Instructions for the task:
Reply with nothing but the number of lines in the data below where the word "measured" occurs.

START Information

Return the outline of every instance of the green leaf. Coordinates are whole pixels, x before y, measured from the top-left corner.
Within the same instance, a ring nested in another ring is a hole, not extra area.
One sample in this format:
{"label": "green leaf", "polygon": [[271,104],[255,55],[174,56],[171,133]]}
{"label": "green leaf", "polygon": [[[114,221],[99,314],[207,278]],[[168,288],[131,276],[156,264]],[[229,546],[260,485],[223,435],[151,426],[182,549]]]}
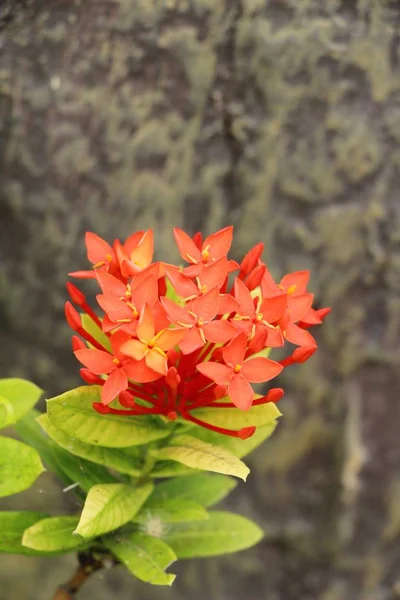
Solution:
{"label": "green leaf", "polygon": [[133,519],[152,490],[152,483],[95,485],[87,495],[76,533],[90,538],[118,529]]}
{"label": "green leaf", "polygon": [[0,437],[0,497],[26,490],[44,470],[34,448]]}
{"label": "green leaf", "polygon": [[31,410],[27,415],[15,424],[14,429],[17,431],[19,436],[29,446],[36,448],[39,452],[43,462],[47,467],[51,469],[62,481],[65,475],[61,470],[58,469],[58,465],[54,458],[54,449],[56,445],[50,440],[44,433],[42,428],[36,422],[37,417],[40,416],[40,412],[37,410]]}
{"label": "green leaf", "polygon": [[27,548],[44,552],[62,552],[82,548],[87,543],[79,535],[74,534],[78,521],[79,517],[43,519],[25,531],[22,543]]}
{"label": "green leaf", "polygon": [[7,554],[35,554],[22,545],[25,529],[46,518],[40,512],[1,511],[0,512],[0,552]]}
{"label": "green leaf", "polygon": [[[81,313],[82,325],[83,328],[90,333],[95,340],[97,340],[104,348],[112,351],[111,344],[109,338],[106,336],[104,331],[100,329],[100,327],[87,315],[86,313]],[[92,348],[93,346],[89,344]]]}
{"label": "green leaf", "polygon": [[246,481],[249,468],[220,446],[213,446],[191,435],[178,435],[170,445],[151,451],[159,460],[176,460],[187,467],[235,475]]}
{"label": "green leaf", "polygon": [[[71,455],[57,446],[46,435],[36,420],[39,416],[39,411],[31,410],[14,425],[14,429],[16,429],[17,433],[24,442],[29,444],[29,446],[36,448],[46,467],[55,473],[62,483],[68,486],[70,483],[73,483],[73,481],[70,477],[68,477],[65,470],[61,468],[61,462],[63,462],[63,459],[65,459],[65,461],[68,463]],[[72,458],[74,459],[75,457]]]}
{"label": "green leaf", "polygon": [[101,415],[93,402],[100,402],[100,387],[82,386],[48,400],[47,412],[53,425],[68,435],[107,448],[146,444],[171,432],[147,416]]}
{"label": "green leaf", "polygon": [[148,476],[152,479],[161,479],[164,477],[181,477],[183,475],[190,475],[191,473],[196,473],[195,469],[185,467],[185,465],[173,460],[163,460],[154,465]]}
{"label": "green leaf", "polygon": [[7,398],[0,396],[0,429],[4,429],[15,423],[15,413],[13,405]]}
{"label": "green leaf", "polygon": [[163,523],[181,523],[182,521],[201,521],[208,519],[206,509],[193,502],[193,500],[181,500],[180,498],[149,498],[133,519],[137,523],[147,525],[147,533],[152,535],[151,527],[155,530],[163,527]]}
{"label": "green leaf", "polygon": [[235,479],[217,473],[198,473],[179,477],[179,479],[158,483],[146,505],[148,502],[174,500],[180,503],[182,500],[192,500],[208,507],[220,502],[236,486]]}
{"label": "green leaf", "polygon": [[171,526],[165,541],[178,558],[229,554],[257,544],[262,530],[245,517],[230,512],[212,511],[207,521]]}
{"label": "green leaf", "polygon": [[153,585],[171,585],[175,575],[165,573],[176,560],[162,540],[144,533],[108,536],[105,545],[138,579]]}
{"label": "green leaf", "polygon": [[193,411],[198,419],[202,419],[217,427],[227,429],[241,429],[255,425],[261,427],[281,416],[280,411],[273,402],[253,406],[249,410],[239,408],[199,408]]}
{"label": "green leaf", "polygon": [[74,456],[62,448],[54,453],[54,459],[58,469],[67,475],[71,484],[77,484],[85,492],[97,484],[118,482],[102,465]]}
{"label": "green leaf", "polygon": [[247,438],[247,440],[240,440],[227,435],[221,435],[219,433],[215,433],[214,431],[203,429],[202,427],[196,427],[191,431],[191,433],[193,436],[203,440],[204,442],[222,446],[238,458],[243,458],[247,454],[250,454],[250,452],[257,448],[257,446],[262,444],[262,442],[264,442],[267,438],[269,438],[269,436],[274,432],[277,424],[278,421],[271,421],[271,423],[268,423],[268,425],[257,427],[255,433],[253,433],[251,437]]}
{"label": "green leaf", "polygon": [[94,463],[115,469],[120,473],[126,473],[134,477],[140,476],[141,469],[140,465],[138,465],[139,454],[136,447],[125,450],[85,444],[85,442],[81,442],[67,435],[61,429],[58,429],[58,427],[55,427],[48,415],[41,415],[38,421],[50,438],[59,446],[68,450],[68,452],[81,458],[86,458]]}
{"label": "green leaf", "polygon": [[[5,399],[9,403],[1,402],[0,428],[11,425],[23,417],[36,404],[42,393],[42,390],[31,381],[16,377],[0,379],[1,399]],[[2,424],[4,407],[6,407],[6,420],[5,424]]]}

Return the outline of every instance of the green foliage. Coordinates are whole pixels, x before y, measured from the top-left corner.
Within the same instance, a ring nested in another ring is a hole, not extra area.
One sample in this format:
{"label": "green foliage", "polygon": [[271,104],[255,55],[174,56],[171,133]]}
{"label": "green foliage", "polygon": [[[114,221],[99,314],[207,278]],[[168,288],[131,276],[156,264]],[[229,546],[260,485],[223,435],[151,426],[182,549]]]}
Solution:
{"label": "green foliage", "polygon": [[207,521],[173,525],[165,536],[178,558],[229,554],[257,544],[261,529],[245,517],[229,512],[210,512]]}
{"label": "green foliage", "polygon": [[107,548],[135,577],[153,585],[171,585],[175,575],[165,573],[176,560],[174,551],[162,540],[134,532],[108,536]]}
{"label": "green foliage", "polygon": [[4,429],[15,423],[13,405],[7,398],[0,396],[0,429]]}
{"label": "green foliage", "polygon": [[[84,322],[101,340],[97,325],[86,317]],[[110,551],[142,581],[171,585],[175,575],[166,569],[177,556],[235,552],[262,537],[248,519],[206,509],[237,485],[229,475],[246,479],[249,469],[240,457],[272,433],[280,415],[275,405],[245,413],[196,411],[217,426],[258,425],[254,436],[240,440],[158,417],[102,415],[93,409],[100,401],[98,386],[48,400],[45,415],[32,408],[40,394],[23,380],[0,381],[0,425],[13,424],[29,444],[0,437],[0,495],[29,487],[43,471],[42,459],[83,509],[54,517],[0,513],[0,552],[42,555],[93,547]],[[168,479],[155,485],[157,478]]]}
{"label": "green foliage", "polygon": [[187,467],[235,475],[246,481],[250,470],[224,448],[207,444],[190,435],[171,438],[168,446],[152,452],[159,460],[175,460]]}
{"label": "green foliage", "polygon": [[166,477],[182,477],[184,475],[190,475],[195,473],[195,469],[186,467],[173,460],[163,460],[154,465],[149,473],[149,477],[152,479],[163,479]]}
{"label": "green foliage", "polygon": [[85,538],[114,531],[130,521],[147,500],[153,484],[100,484],[92,487],[86,498],[75,533]]}
{"label": "green foliage", "polygon": [[159,503],[167,500],[179,503],[192,500],[208,507],[220,502],[236,486],[237,481],[235,479],[214,473],[198,473],[179,479],[170,479],[156,485],[143,509],[149,503]]}
{"label": "green foliage", "polygon": [[87,444],[126,448],[169,435],[160,420],[149,417],[101,415],[92,407],[100,402],[100,388],[82,386],[47,401],[47,414],[55,427]]}
{"label": "green foliage", "polygon": [[102,465],[96,465],[64,450],[55,453],[55,461],[57,468],[68,477],[68,481],[77,484],[85,492],[97,484],[118,482],[118,479]]}
{"label": "green foliage", "polygon": [[59,448],[39,426],[36,421],[39,415],[40,413],[37,410],[32,409],[14,425],[14,429],[24,442],[39,452],[44,464],[55,473],[63,483],[68,485],[71,483],[71,480],[59,467],[57,459],[59,455],[66,455],[67,453],[64,452],[62,448]]}
{"label": "green foliage", "polygon": [[50,517],[25,530],[22,544],[43,552],[80,550],[86,542],[75,534],[79,517]]}
{"label": "green foliage", "polygon": [[139,454],[136,448],[104,448],[103,446],[86,444],[55,427],[48,415],[41,415],[38,421],[53,442],[56,442],[64,450],[94,463],[115,469],[120,473],[126,473],[135,477],[140,475],[141,471],[137,465]]}
{"label": "green foliage", "polygon": [[34,448],[0,437],[0,497],[26,490],[44,470]]}
{"label": "green foliage", "polygon": [[0,379],[0,429],[29,412],[42,393],[37,385],[25,379]]}
{"label": "green foliage", "polygon": [[201,521],[208,519],[208,512],[201,504],[193,502],[193,500],[178,500],[177,498],[164,500],[160,497],[152,497],[145,502],[134,521],[146,524],[154,519],[160,523]]}
{"label": "green foliage", "polygon": [[35,554],[22,545],[25,529],[31,527],[47,515],[40,512],[1,511],[0,512],[0,552],[8,554]]}

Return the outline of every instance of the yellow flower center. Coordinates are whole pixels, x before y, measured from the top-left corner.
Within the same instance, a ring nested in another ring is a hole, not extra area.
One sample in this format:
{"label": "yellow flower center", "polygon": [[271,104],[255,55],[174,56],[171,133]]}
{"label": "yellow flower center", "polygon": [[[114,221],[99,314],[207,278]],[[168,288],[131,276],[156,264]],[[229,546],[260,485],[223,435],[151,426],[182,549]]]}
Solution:
{"label": "yellow flower center", "polygon": [[209,253],[209,251],[208,251],[209,247],[210,247],[210,246],[206,246],[206,247],[204,248],[204,250],[202,251],[202,253],[201,253],[201,257],[202,257],[202,259],[204,260],[204,262],[207,262],[207,260],[208,260],[208,257],[210,256],[210,253]]}
{"label": "yellow flower center", "polygon": [[242,368],[242,365],[236,365],[236,367],[233,369],[234,373],[239,373],[240,369]]}

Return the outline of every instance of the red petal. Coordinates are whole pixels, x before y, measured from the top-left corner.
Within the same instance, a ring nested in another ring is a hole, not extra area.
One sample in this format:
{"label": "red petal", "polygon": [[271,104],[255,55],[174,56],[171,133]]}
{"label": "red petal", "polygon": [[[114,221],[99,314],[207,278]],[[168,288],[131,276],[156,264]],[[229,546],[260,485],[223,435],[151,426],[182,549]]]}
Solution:
{"label": "red petal", "polygon": [[129,340],[125,344],[122,344],[120,351],[125,356],[130,356],[135,360],[142,360],[147,350],[146,344],[143,344],[140,340]]}
{"label": "red petal", "polygon": [[207,323],[203,326],[203,331],[206,339],[214,344],[226,344],[238,333],[236,327],[225,319]]}
{"label": "red petal", "polygon": [[131,321],[134,318],[132,309],[123,300],[103,294],[98,294],[96,300],[111,321]]}
{"label": "red petal", "polygon": [[127,289],[125,283],[122,283],[122,281],[113,275],[106,273],[106,271],[98,270],[96,271],[96,278],[103,294],[106,294],[107,296],[114,296],[115,298],[125,296]]}
{"label": "red petal", "polygon": [[183,260],[190,263],[198,263],[202,261],[201,252],[196,244],[182,229],[174,227],[174,236],[179,253]]}
{"label": "red petal", "polygon": [[125,357],[121,353],[121,346],[128,342],[131,339],[131,336],[128,335],[125,331],[118,330],[113,333],[110,337],[111,348],[113,354],[119,359],[123,360]]}
{"label": "red petal", "polygon": [[256,311],[254,309],[254,302],[249,288],[241,279],[235,279],[235,298],[239,302],[239,314],[248,317],[254,317]]}
{"label": "red petal", "polygon": [[263,314],[263,319],[268,323],[276,323],[283,317],[287,305],[287,294],[279,294],[273,298],[266,298],[260,312]]}
{"label": "red petal", "polygon": [[156,373],[161,373],[161,375],[166,375],[168,373],[167,367],[167,359],[165,356],[162,356],[157,352],[157,350],[150,350],[148,354],[145,356],[145,362],[150,369],[156,371]]}
{"label": "red petal", "polygon": [[107,377],[107,381],[101,388],[101,401],[110,404],[121,392],[128,387],[128,378],[122,369],[115,369]]}
{"label": "red petal", "polygon": [[289,323],[284,335],[288,342],[296,346],[317,346],[316,341],[308,331],[301,329],[293,323]]}
{"label": "red petal", "polygon": [[130,256],[131,252],[137,247],[140,240],[143,238],[143,235],[144,230],[142,229],[141,231],[136,231],[125,240],[123,248],[128,256]]}
{"label": "red petal", "polygon": [[204,340],[201,337],[200,331],[197,327],[188,329],[183,340],[179,342],[179,348],[183,354],[190,354],[199,348],[204,346]]}
{"label": "red petal", "polygon": [[[310,271],[295,271],[281,279],[281,285],[289,294],[304,294],[310,280]],[[294,289],[293,289],[294,288]]]}
{"label": "red petal", "polygon": [[166,265],[165,274],[172,283],[173,288],[180,296],[182,296],[182,298],[198,295],[199,289],[197,285],[193,283],[191,279],[185,277],[185,275],[179,271],[178,267]]}
{"label": "red petal", "polygon": [[149,383],[162,377],[160,373],[156,373],[146,365],[144,358],[140,361],[128,360],[124,363],[124,371],[129,379],[137,383]]}
{"label": "red petal", "polygon": [[101,237],[87,231],[85,235],[85,242],[87,248],[87,256],[91,263],[96,264],[99,262],[107,261],[107,254],[114,257],[114,251]]}
{"label": "red petal", "polygon": [[260,242],[256,244],[254,248],[248,251],[242,263],[240,265],[239,277],[240,279],[244,279],[246,275],[250,273],[254,269],[254,267],[258,264],[258,260],[263,253],[264,244]]}
{"label": "red petal", "polygon": [[241,375],[234,375],[228,384],[228,395],[240,410],[248,410],[253,402],[254,390]]}
{"label": "red petal", "polygon": [[214,362],[204,362],[197,365],[197,369],[217,383],[218,385],[226,385],[232,377],[232,369],[226,365],[220,365]]}
{"label": "red petal", "polygon": [[154,275],[146,277],[146,279],[141,281],[137,287],[132,289],[132,303],[137,307],[138,310],[142,310],[145,304],[153,306],[157,300],[158,283]]}
{"label": "red petal", "polygon": [[310,310],[313,303],[313,294],[301,294],[300,296],[287,296],[290,309],[290,320],[292,323],[300,321]]}
{"label": "red petal", "polygon": [[207,266],[199,275],[200,285],[206,290],[212,290],[217,287],[220,289],[228,274],[228,260],[226,256]]}
{"label": "red petal", "polygon": [[192,240],[196,244],[196,248],[198,248],[200,250],[203,246],[203,234],[201,233],[201,231],[198,231],[197,233],[195,233],[194,236],[192,237]]}
{"label": "red petal", "polygon": [[[224,227],[216,233],[212,233],[203,243],[203,249],[207,249],[209,253],[208,260],[216,260],[221,256],[228,254],[232,245],[233,226]],[[207,246],[210,246],[207,248]]]}
{"label": "red petal", "polygon": [[138,338],[141,338],[142,340],[152,340],[156,333],[154,315],[148,304],[142,308],[136,333]]}
{"label": "red petal", "polygon": [[315,312],[317,313],[318,317],[322,320],[325,319],[325,317],[327,315],[329,315],[329,313],[331,312],[331,308],[319,308],[318,310],[316,310]]}
{"label": "red petal", "polygon": [[267,327],[267,330],[267,342],[265,345],[270,348],[282,348],[285,344],[285,339],[279,327]]}
{"label": "red petal", "polygon": [[230,294],[219,295],[219,315],[230,315],[231,313],[236,313],[238,312],[239,307],[239,302]]}
{"label": "red petal", "polygon": [[300,325],[321,325],[321,323],[322,319],[313,308],[310,308],[310,310],[300,319]]}
{"label": "red petal", "polygon": [[282,365],[274,360],[259,356],[246,360],[243,363],[240,374],[252,383],[262,383],[279,375],[282,369]]}
{"label": "red petal", "polygon": [[255,290],[261,283],[264,276],[266,266],[258,265],[253,269],[250,275],[246,278],[246,285],[250,291]]}
{"label": "red petal", "polygon": [[131,262],[139,267],[140,270],[145,269],[149,266],[151,261],[153,260],[153,252],[154,252],[154,236],[152,229],[148,229],[144,232],[140,242],[134,248],[129,258]]}
{"label": "red petal", "polygon": [[91,350],[88,348],[86,350],[76,350],[74,354],[79,362],[96,375],[110,373],[115,369],[113,356],[108,352],[103,352],[103,350]]}
{"label": "red petal", "polygon": [[263,298],[269,298],[271,296],[275,296],[275,294],[280,293],[280,289],[274,281],[271,273],[268,269],[265,269],[263,278],[261,280],[261,292]]}
{"label": "red petal", "polygon": [[218,288],[214,288],[203,296],[198,296],[186,305],[186,309],[194,312],[197,317],[202,317],[206,322],[211,321],[219,309]]}
{"label": "red petal", "polygon": [[190,277],[191,279],[194,279],[194,277],[198,277],[199,274],[201,273],[202,265],[203,265],[203,263],[196,263],[195,265],[189,265],[188,267],[185,267],[182,270],[182,273],[185,275],[185,277]]}
{"label": "red petal", "polygon": [[229,344],[222,349],[222,357],[227,365],[241,365],[247,349],[247,339],[244,333],[239,333]]}
{"label": "red petal", "polygon": [[187,329],[183,327],[176,327],[175,329],[164,329],[160,337],[157,337],[156,346],[167,352],[174,346],[179,344],[187,332]]}
{"label": "red petal", "polygon": [[194,325],[196,323],[195,317],[189,315],[187,310],[179,306],[176,302],[173,302],[173,300],[164,297],[161,298],[161,304],[172,323],[185,323],[187,325]]}

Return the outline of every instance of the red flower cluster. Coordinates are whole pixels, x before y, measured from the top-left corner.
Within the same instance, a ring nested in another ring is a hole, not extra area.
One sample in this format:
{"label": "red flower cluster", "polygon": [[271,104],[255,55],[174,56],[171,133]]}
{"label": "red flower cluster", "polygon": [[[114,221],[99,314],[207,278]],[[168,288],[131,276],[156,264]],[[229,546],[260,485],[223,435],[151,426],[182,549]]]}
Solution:
{"label": "red flower cluster", "polygon": [[[182,259],[177,267],[153,260],[153,232],[139,231],[113,246],[86,234],[90,271],[70,275],[97,279],[100,318],[84,294],[68,283],[73,303],[105,334],[107,344],[85,329],[70,302],[66,317],[79,334],[73,349],[84,365],[82,378],[102,386],[102,413],[179,416],[219,433],[249,437],[254,427],[233,431],[210,425],[193,414],[200,407],[277,402],[281,388],[255,399],[251,383],[266,382],[292,363],[304,362],[317,344],[307,331],[322,323],[330,309],[314,310],[307,292],[308,271],[286,275],[275,283],[261,260],[257,244],[238,264],[227,254],[232,227],[190,238],[175,229]],[[234,276],[234,272],[237,275]],[[230,281],[233,281],[231,284]],[[82,340],[85,340],[85,342]],[[266,358],[266,349],[289,342],[294,351],[280,362]],[[221,401],[229,396],[230,402]],[[118,399],[122,408],[109,404]]]}

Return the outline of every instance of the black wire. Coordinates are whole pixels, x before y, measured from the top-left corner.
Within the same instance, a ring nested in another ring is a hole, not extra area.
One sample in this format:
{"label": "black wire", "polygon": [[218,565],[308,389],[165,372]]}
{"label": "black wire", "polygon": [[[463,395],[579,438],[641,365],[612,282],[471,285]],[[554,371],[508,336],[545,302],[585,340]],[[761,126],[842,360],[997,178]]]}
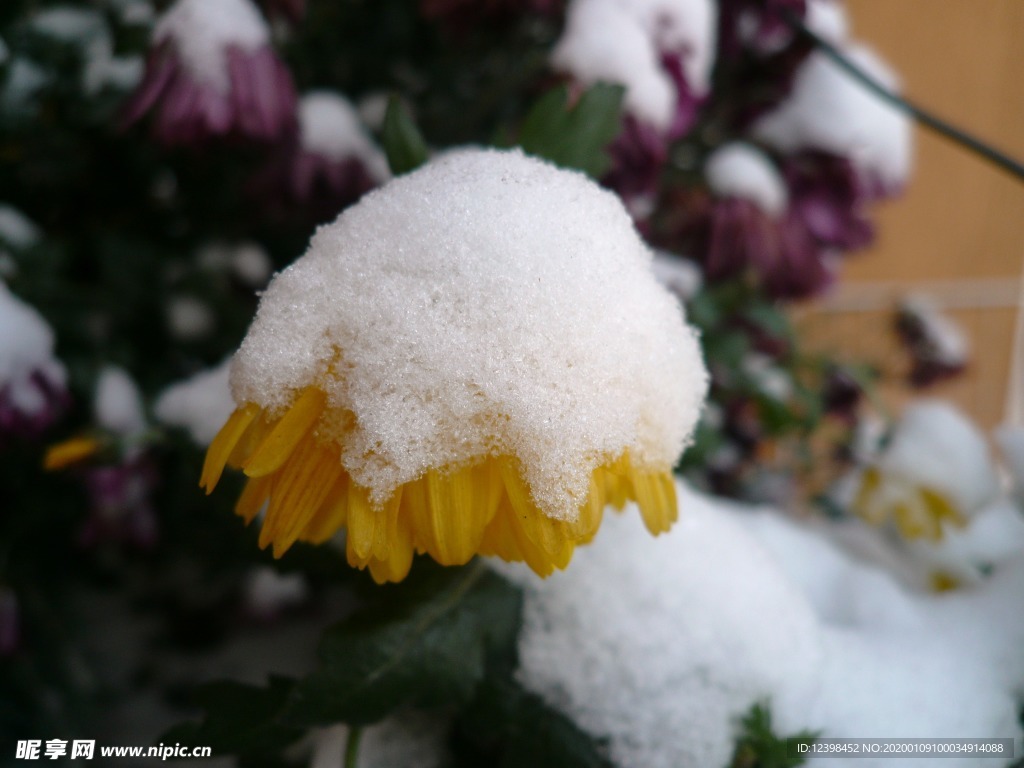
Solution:
{"label": "black wire", "polygon": [[945,136],[950,141],[974,152],[976,155],[979,155],[996,167],[1006,171],[1016,178],[1017,181],[1024,182],[1024,164],[1019,160],[1016,160],[1010,155],[1007,155],[980,139],[975,138],[966,131],[957,128],[954,125],[950,125],[945,120],[936,117],[931,112],[918,106],[909,99],[890,91],[882,83],[850,61],[850,59],[848,59],[838,48],[832,45],[832,43],[819,37],[808,29],[803,20],[795,13],[788,9],[783,9],[782,14],[786,23],[793,31],[810,40],[816,48],[832,59],[832,61],[845,70],[847,74],[864,85],[864,87],[873,92],[876,96],[879,96],[904,112],[909,113],[919,123],[931,128],[939,135]]}

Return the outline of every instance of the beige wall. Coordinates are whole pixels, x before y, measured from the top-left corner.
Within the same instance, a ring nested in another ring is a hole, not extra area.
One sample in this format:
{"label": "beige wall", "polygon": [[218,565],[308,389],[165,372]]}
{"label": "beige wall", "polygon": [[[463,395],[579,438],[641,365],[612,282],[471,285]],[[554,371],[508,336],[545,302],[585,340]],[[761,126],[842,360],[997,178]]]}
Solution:
{"label": "beige wall", "polygon": [[[907,95],[1024,158],[1024,0],[847,4],[853,35],[894,66]],[[1017,303],[1024,268],[1024,184],[922,128],[915,141],[905,196],[877,211],[876,247],[847,263],[838,294],[801,326],[819,346],[891,366],[878,308],[904,286],[935,294],[974,357],[968,376],[934,391],[991,426],[1003,417],[1017,314],[1005,305]]]}

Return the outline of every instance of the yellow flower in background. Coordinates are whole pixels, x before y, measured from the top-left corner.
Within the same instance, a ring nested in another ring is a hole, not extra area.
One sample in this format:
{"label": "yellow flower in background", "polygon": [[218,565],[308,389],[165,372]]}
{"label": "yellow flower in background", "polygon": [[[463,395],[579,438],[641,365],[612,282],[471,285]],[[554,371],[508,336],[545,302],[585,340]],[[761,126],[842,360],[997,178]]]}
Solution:
{"label": "yellow flower in background", "polygon": [[853,506],[870,523],[893,522],[906,538],[940,541],[998,493],[985,438],[953,406],[921,400],[862,472]]}
{"label": "yellow flower in background", "polygon": [[546,576],[606,505],[661,533],[707,375],[619,200],[519,152],[466,150],[322,227],[264,294],[207,452],[249,478],[261,546],[347,530],[399,581],[414,553]]}

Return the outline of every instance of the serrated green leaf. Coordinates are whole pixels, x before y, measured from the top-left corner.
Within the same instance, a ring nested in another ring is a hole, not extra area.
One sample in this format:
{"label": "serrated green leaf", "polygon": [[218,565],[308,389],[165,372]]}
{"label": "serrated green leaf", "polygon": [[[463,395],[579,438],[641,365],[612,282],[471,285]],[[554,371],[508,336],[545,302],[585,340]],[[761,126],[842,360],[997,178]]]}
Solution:
{"label": "serrated green leaf", "polygon": [[381,128],[381,143],[388,157],[388,166],[395,176],[415,170],[430,157],[424,141],[408,110],[396,97],[388,100]]}
{"label": "serrated green leaf", "polygon": [[206,716],[199,723],[176,726],[161,737],[165,744],[202,744],[215,755],[271,753],[298,740],[303,731],[280,725],[277,714],[287,700],[293,681],[272,677],[266,688],[236,682],[202,686],[196,693]]}
{"label": "serrated green leaf", "polygon": [[740,721],[742,728],[730,768],[796,768],[804,758],[791,755],[798,744],[812,744],[817,734],[801,731],[790,737],[772,730],[772,715],[766,702],[759,702]]}
{"label": "serrated green leaf", "polygon": [[598,83],[569,106],[565,86],[545,93],[523,121],[520,146],[564,168],[599,178],[610,164],[607,147],[622,128],[619,85]]}
{"label": "serrated green leaf", "polygon": [[604,745],[508,678],[488,678],[456,722],[453,766],[610,768]]}
{"label": "serrated green leaf", "polygon": [[293,690],[284,722],[362,725],[405,705],[460,703],[489,662],[511,663],[519,590],[480,562],[424,569],[324,633],[321,666]]}

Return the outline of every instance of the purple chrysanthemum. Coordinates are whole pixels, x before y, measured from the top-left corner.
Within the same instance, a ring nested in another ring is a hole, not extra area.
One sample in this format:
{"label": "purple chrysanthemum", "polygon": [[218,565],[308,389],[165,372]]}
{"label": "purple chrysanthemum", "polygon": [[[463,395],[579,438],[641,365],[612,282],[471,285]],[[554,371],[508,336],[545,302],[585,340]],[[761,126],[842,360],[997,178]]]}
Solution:
{"label": "purple chrysanthemum", "polygon": [[87,467],[82,480],[89,496],[90,515],[79,532],[82,546],[115,541],[139,549],[157,543],[158,524],[151,495],[157,472],[145,454],[118,464]]}
{"label": "purple chrysanthemum", "polygon": [[283,193],[312,218],[325,221],[390,178],[384,153],[343,96],[309,93],[300,100],[298,113],[298,134],[254,183],[261,198],[277,202]]}
{"label": "purple chrysanthemum", "polygon": [[0,283],[0,444],[38,437],[68,405],[67,374],[53,356],[53,331]]}
{"label": "purple chrysanthemum", "polygon": [[966,335],[924,296],[908,296],[900,303],[896,333],[910,355],[907,379],[913,387],[954,378],[967,368],[970,345]]}
{"label": "purple chrysanthemum", "polygon": [[165,145],[236,135],[274,141],[293,129],[295,88],[249,0],[178,0],[153,34],[124,123],[153,113]]}
{"label": "purple chrysanthemum", "polygon": [[552,52],[581,86],[625,87],[625,128],[605,183],[634,214],[649,208],[668,146],[696,122],[710,88],[715,6],[708,0],[573,0]]}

END Information

Task output:
10